- [Prompt 1] Please write out the text on the House spending bills and sequestration from "These and other" up to and including "effect (see chart).".
- [Prompt 2] State whether each statement below agrees with the text on the House spending bills and sequestration, answering yes or no and quoting the words of the text that decide it. (a) The House defense levels exceed the BCA defense cap by $72 billion. (b) The non-defense cuts in the 12 House bills are smaller than what the BCA cap on non-defense funding for 2018 requires. (c) Policymakers have given equal amounts of sequestration relief to defense and non-defense programs in each previous year since sequestration took effect.

- [Selected excerpt]
»»

These and other non-defense cuts in the 12 House bills are $5 billion larger than what’s required by the BCA cap on non-defense funding for 2018 — a cap that now reflects the full additional cuts that sequestration requires. In contrast, the House defense levels exceed the BCA defense cap by $72 billion. To pursue a far better course, Congress should come together on a balanced plan that provides equal amounts of sequestration relief for both defense and non-defense programs, as policymakers have done for each previous year since sequestration took effect (see chart).

««

- [Records shown]
»»

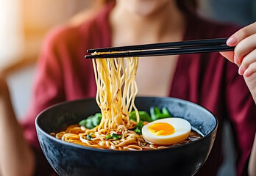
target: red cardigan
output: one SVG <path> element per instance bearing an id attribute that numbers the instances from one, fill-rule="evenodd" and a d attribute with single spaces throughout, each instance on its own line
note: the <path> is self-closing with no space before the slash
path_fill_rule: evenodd
<path id="1" fill-rule="evenodd" d="M 37 155 L 36 175 L 52 169 L 40 151 L 35 119 L 44 109 L 62 101 L 95 97 L 96 86 L 88 48 L 111 46 L 108 15 L 111 7 L 78 26 L 63 26 L 46 38 L 35 76 L 32 100 L 24 133 Z M 226 37 L 238 29 L 214 23 L 190 14 L 184 40 Z M 199 104 L 219 120 L 216 139 L 208 159 L 196 175 L 216 175 L 221 164 L 223 120 L 232 125 L 238 175 L 246 175 L 256 131 L 256 106 L 238 67 L 218 53 L 179 56 L 169 96 Z"/>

««

- [Answer box 1]
These and other non-defense cuts in the 12 House bills are $5 billion larger than what’s required by the BCA cap on non-defense funding for 2018 — a cap that now reflects the full additional cuts that sequestration requires. In contrast, the House defense levels exceed the BCA defense cap by $72 billion. To pursue a far better course, Congress should come together on a balanced plan that provides equal amounts of sequestration relief for both defense and non-defense programs, as policymakers have done for each previous year since sequestration took effect (see chart).

- [Answer box 2]
(a) Yes: "the House defense levels exceed the BCA defense cap by $72 billion"
(b) No: "are $5 billion larger than what’s required by the BCA cap on non-defense funding for 2018"
(c) Yes: "provides equal amounts of sequestration relief for both defense and non-defense programs, as policymakers have done for each previous year since sequestration took effect"